指示 1: 下のレコードから、文字列「instance」を含む行をすべて抜き出して報告しなさい。大文字と小文字は区別して判定すること。

読解用本文:
::::

「就社」から「就職」へ。その転機は地元へのUターンだった。成長し続けるWEBマーケターが体現する、仕事の幅の広げ方
思い描いていたキャリアを断念しても、ビジネスパーソンとしての道が絶たれるわけではない。強い気持ちさえあれば、人はどこででも成長できるのかもしれません。
みらいワークスがお届けする「プロフェッショナリズム」、今回のインタビューは喜屋武(きゃん)盛智さん。
大手メーカーを経て地元沖縄にUターン後、友人との起業のため再度上京。その後はWEBメディア業界でさまざまな経験を積み、2018年からフリーランスとして活動していらっしゃいます。
新卒で入社したメーカーをご家庭の事情で辞めた際、一度は進むべき道を見失ったという喜屋武さん。どのようなきっかけでWEBメディア業界を志し、どんな経緯で独立するに至ったのか?
壁にぶつかっても諦めず、常に成長できる場を探し続けた喜屋武さんのストーリー、ぜひご一読ください。
喜屋武 盛智
今回のインタビューにご協力いただいたプロフェッショナル人材・コンサルタント
大学卒業後、大手メーカーでの営業やコールセンターでのスーパーバイザーを経て、2006年にWEB業界へ転身。企画・マーケティング領域で活動し、キャリア公式サイトの複数立ち上げや200万人以上の大規模会員組織の構築、月間1.5億PVの検索ポータルサイトにおけるトップページ編成、複数ECでのUI/UXデザイン・マーケティング部門のマネジメント等を幅広く手掛ける。2018年より兼業フリーランスとして活動を開始。2020年、株式会社チョイシーズを創業。 ◆株式会社チョイシーズ:https://choiceeees.com/
喜屋武 盛智
20代で大企業を退職して地元沖縄にUターン
フリーランスとしてWEBマーケティングの戦略立案から実行までを手掛けていらっしゃる喜屋武さんですが、新卒時はどのような観点で企業選びをしたのでしょうか?

::::

指示 2: 上の本文のうち、「みらいワークスがお届けする「」を含む箇所から書き始め、「企業選びをしたのでしょうか?」まで書いたところで止めて、その範囲を書き換えなさい。その際、「WEBメディア業界」を「ネットメディア業界」に置き換えること。

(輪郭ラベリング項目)
::::

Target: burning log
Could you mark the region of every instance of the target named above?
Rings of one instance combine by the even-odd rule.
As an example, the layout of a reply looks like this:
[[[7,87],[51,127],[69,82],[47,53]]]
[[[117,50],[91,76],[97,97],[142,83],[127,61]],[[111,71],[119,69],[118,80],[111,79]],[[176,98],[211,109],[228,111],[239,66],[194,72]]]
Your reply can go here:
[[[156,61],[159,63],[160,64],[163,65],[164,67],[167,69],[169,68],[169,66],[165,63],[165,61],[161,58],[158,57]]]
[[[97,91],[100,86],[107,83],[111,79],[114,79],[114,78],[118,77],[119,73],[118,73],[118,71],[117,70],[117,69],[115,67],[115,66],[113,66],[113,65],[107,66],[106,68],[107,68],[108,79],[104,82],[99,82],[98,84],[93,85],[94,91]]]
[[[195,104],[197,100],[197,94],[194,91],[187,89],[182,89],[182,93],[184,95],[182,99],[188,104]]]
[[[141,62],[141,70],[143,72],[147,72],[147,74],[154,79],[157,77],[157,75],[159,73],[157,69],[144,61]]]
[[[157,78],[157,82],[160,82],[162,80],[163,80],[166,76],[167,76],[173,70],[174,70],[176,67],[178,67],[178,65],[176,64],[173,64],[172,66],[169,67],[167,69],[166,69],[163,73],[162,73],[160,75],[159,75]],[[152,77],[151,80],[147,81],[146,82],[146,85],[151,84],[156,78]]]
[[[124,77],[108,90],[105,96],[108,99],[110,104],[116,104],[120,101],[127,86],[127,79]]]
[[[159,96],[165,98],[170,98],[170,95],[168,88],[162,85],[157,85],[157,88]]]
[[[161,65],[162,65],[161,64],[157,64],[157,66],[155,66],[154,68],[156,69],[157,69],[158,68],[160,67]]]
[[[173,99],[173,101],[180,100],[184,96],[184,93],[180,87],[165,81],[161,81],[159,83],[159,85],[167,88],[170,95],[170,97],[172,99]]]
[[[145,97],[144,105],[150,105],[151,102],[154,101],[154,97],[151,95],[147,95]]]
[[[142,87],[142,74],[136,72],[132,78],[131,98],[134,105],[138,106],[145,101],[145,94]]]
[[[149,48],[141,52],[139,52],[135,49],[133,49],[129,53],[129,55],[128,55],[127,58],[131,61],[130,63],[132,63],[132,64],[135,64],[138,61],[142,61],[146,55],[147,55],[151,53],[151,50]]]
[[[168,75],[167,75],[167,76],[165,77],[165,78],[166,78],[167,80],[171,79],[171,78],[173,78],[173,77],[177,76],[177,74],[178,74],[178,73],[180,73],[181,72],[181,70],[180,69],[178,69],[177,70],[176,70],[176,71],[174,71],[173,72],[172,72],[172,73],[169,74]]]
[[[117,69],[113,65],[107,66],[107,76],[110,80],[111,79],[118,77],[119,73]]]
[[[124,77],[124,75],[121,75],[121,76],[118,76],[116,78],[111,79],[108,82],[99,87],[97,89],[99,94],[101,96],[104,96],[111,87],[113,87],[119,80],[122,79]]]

::::

期待される出力 1:
Could you mark the region of every instance of the target named above?
Rings of one instance combine by the even-odd rule.

期待される出力 2:
みらいワークスがお届けする「プロフェッショナリズム」、今回のインタビューは喜屋武(きゃん)盛智さん。
大手メーカーを経て地元沖縄にUターン後、友人との起業のため再度上京。その後はネットメディア業界でさまざまな経験を積み、2018年からフリーランスとして活動していらっしゃいます。
新卒で入社したメーカーをご家庭の事情で辞めた際、一度は進むべき道を見失ったという喜屋武さん。どのようなきっかけでネットメディア業界を志し、どんな経緯で独立するに至ったのか?
壁にぶつかっても諦めず、常に成長できる場を探し続けた喜屋武さんのストーリー、ぜひご一読ください。
喜屋武 盛智
今回のインタビューにご協力いただいたプロフェッショナル人材・コンサルタント
大学卒業後、大手メーカーでの営業やコールセンターでのスーパーバイザーを経て、2006年にWEB業界へ転身。企画・マーケティング領域で活動し、キャリア公式サイトの複数立ち上げや200万人以上の大規模会員組織の構築、月間1.5億PVの検索ポータルサイトにおけるトップページ編成、複数ECでのUI/UXデザイン・マーケティング部門のマネジメント等を幅広く手掛ける。2018年より兼業フリーランスとして活動を開始。2020年、株式会社チョイシーズを創業。 ◆株式会社チョイシーズ:https://choiceeees.com/
喜屋武 盛智
20代で大企業を退職して地元沖縄にUターン
フリーランスとしてWEBマーケティングの戦略立案から実行までを手掛けていらっしゃる喜屋武さんですが、新卒時はどのような観点で企業選びをしたのでしょうか?